Each record is to be printed again precisely as it reads.

Start of Source data

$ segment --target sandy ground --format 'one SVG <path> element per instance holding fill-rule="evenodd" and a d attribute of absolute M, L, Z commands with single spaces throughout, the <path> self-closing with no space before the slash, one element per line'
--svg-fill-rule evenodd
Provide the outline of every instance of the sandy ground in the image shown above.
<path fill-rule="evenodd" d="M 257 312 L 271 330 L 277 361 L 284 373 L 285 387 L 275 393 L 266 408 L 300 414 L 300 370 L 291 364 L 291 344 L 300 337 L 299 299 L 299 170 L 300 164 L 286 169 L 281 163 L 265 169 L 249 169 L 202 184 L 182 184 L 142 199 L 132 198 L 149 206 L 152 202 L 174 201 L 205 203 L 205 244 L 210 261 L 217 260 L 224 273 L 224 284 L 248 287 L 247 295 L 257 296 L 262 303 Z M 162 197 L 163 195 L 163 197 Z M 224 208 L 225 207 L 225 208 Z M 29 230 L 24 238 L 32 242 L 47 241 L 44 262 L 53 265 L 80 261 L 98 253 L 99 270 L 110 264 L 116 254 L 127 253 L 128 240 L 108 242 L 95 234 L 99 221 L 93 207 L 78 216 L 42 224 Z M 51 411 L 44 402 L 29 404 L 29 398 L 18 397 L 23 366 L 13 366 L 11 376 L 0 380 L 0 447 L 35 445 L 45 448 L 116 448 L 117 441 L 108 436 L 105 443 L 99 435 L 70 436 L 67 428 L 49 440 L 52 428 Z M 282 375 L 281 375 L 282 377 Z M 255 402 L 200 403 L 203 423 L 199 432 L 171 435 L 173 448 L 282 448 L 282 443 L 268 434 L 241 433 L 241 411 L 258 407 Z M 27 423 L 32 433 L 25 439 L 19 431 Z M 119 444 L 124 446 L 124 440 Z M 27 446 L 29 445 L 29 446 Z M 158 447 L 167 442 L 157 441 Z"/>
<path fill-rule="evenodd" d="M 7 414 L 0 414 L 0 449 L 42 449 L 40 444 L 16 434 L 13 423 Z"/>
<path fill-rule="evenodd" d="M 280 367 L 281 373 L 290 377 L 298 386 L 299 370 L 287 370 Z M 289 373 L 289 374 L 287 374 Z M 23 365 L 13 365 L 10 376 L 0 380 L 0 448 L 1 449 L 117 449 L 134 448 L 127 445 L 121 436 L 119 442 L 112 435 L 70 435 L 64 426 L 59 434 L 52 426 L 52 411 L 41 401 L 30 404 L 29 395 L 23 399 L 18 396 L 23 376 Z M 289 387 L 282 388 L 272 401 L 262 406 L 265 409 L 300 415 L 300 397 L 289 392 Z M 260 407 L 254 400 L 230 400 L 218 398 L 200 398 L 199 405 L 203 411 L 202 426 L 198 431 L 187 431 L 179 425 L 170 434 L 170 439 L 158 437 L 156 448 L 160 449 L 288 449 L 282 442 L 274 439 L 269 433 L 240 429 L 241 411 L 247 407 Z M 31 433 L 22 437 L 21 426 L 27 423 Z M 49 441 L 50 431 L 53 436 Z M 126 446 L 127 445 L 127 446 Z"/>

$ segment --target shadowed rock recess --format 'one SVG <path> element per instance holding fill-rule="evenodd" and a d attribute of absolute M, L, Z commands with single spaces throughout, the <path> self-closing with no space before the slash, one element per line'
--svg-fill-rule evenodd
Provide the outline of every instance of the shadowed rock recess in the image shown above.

End of Source data

◆ Worked solution
$ segment --target sandy ground --format 'one SVG <path> element per instance holding fill-rule="evenodd" and a d attribute of absolute M, L, Z commands with single spaces throughout, the <path> self-closing with no space before the slash, one element per line'
--svg-fill-rule evenodd
Provide the outline of every instance of the sandy ground in the image shown above.
<path fill-rule="evenodd" d="M 257 312 L 271 330 L 277 361 L 284 373 L 285 387 L 275 393 L 266 408 L 300 414 L 300 370 L 291 364 L 291 344 L 300 337 L 299 299 L 299 170 L 300 164 L 286 169 L 281 163 L 265 169 L 249 169 L 202 184 L 182 184 L 142 199 L 132 198 L 149 206 L 152 202 L 174 201 L 205 203 L 205 244 L 210 261 L 217 260 L 224 273 L 224 284 L 248 287 L 247 295 L 257 296 L 262 303 Z M 162 197 L 163 195 L 163 197 Z M 224 208 L 225 207 L 225 208 Z M 29 230 L 24 238 L 32 242 L 47 241 L 44 262 L 53 265 L 80 261 L 98 253 L 99 270 L 110 264 L 116 254 L 127 253 L 128 240 L 108 242 L 95 234 L 99 221 L 93 207 L 78 216 L 42 224 Z M 51 411 L 44 402 L 29 404 L 29 398 L 18 397 L 23 366 L 13 366 L 11 376 L 0 380 L 0 447 L 35 445 L 45 448 L 116 448 L 117 441 L 108 436 L 105 443 L 99 435 L 70 436 L 67 428 L 49 440 L 52 428 Z M 282 375 L 281 375 L 282 377 Z M 255 402 L 200 403 L 203 423 L 199 432 L 171 435 L 173 448 L 282 448 L 282 443 L 268 434 L 241 433 L 241 411 L 258 407 Z M 27 423 L 32 433 L 25 439 L 19 431 Z M 119 444 L 124 446 L 124 440 Z M 27 446 L 29 445 L 29 446 Z M 158 447 L 167 442 L 157 441 Z"/>
<path fill-rule="evenodd" d="M 7 414 L 0 414 L 0 449 L 42 449 L 40 444 L 16 434 L 13 423 Z"/>
<path fill-rule="evenodd" d="M 280 367 L 281 373 L 290 377 L 298 386 L 299 370 L 287 370 Z M 289 373 L 289 374 L 287 374 Z M 23 365 L 13 365 L 10 376 L 0 380 L 0 448 L 1 449 L 117 449 L 134 448 L 127 445 L 121 436 L 119 442 L 112 435 L 70 435 L 64 426 L 59 434 L 52 426 L 52 411 L 41 401 L 30 404 L 29 395 L 23 399 L 18 396 L 23 376 Z M 289 387 L 282 388 L 272 401 L 262 406 L 265 409 L 300 415 L 300 397 L 289 392 Z M 260 407 L 254 400 L 230 400 L 218 398 L 200 398 L 199 405 L 203 411 L 202 426 L 198 431 L 187 431 L 179 425 L 170 434 L 170 439 L 158 437 L 156 448 L 160 449 L 288 449 L 282 442 L 274 439 L 269 433 L 240 429 L 241 411 L 247 407 Z M 31 433 L 22 437 L 21 426 L 27 423 Z M 49 441 L 50 431 L 53 436 Z M 126 446 L 127 445 L 127 446 Z"/>

$ segment --target shadowed rock recess --format 'one SVG <path> element per instance holding fill-rule="evenodd" and a d attribute of absolute M, L, Z commands with single spaces throughout, the <path> self-closing with no space before the slash, one element per line'
--svg-fill-rule evenodd
Provide the outline of every instance of the shadowed rock recess in the image shown above.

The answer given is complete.